┌─ Record set

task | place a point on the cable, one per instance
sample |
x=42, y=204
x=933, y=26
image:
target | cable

└─
┌─ Record set

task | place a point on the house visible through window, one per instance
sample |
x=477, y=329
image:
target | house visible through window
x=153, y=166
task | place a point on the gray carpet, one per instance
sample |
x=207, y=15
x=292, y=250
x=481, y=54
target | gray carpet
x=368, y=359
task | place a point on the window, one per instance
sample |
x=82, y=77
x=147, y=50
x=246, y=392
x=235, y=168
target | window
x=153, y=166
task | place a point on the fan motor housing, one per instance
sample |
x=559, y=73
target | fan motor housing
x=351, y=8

└─

* Work to be completed:
Count every line of the entries that holds the string "point". Please answer with the count alone.

* Result of the task:
5